**Consigne de travail:** D'après le texte sur la transformation agricole en Éthiopie, indiquez depuis quand quatre régions construisent leurs parcs industriels.

Afin d’économiser des devises, de générer des emplois et de produire des produits transformés qui seront utiles au marché local, le gouvernement met en place des initiatives pour favoriser la transformation locale. Depuis février 2019, quatre régions construisent leurs parcs industriels pour développer leurs exportations, attirer des investissements étrangers[5] et ainsi substituer la production locale aux produits importés. Par ailleurs, de nombreuses usines de transformation d’huile ont été mises en place ainsi que la prochaine privatisation des sucreries.

Malgré les mesures du gouvernement pour développer l’autosuffisance alimentaire du pays, des difficultés structurelles persistent. En raison d’une balance commerciale déficitaire, l’Éthiopie se trouve en pénurie structurelle de devises et se voit contrainte d’exporter (majoritairement des denrées primaires agricoles) « à tout prix ». Cette priorisation des exportations entre en concurrence avec la volonté de développer les capacités de transformation locale. Ainsi, la majorité des transformateurs des produits de base fonctionnent en sous capacité en raison de pénuries de produits agricoles de base.

De plus, le manque de standardisation des produits agricoles et de structures d’évaluation et de suivi de la qualité pendant le processus d'agrégation, le manque de structuration des filières (canaux de commercialisation formels, contractualisation) entre les différents maillons de la chaine de valeur agricole (producteurs, transformateurs, distributeurs) entravent la traçabilité et la qualité sanitaire des produits (teneur en aflatoxines notamment) et limitent l‘approvisionnement local, en quantité et qualité, des unités de transformation locales.

**Entrées de données:**
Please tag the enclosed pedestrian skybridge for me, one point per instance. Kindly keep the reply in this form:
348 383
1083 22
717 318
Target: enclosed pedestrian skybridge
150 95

**Réponse rédigée:** Depuis février 2019.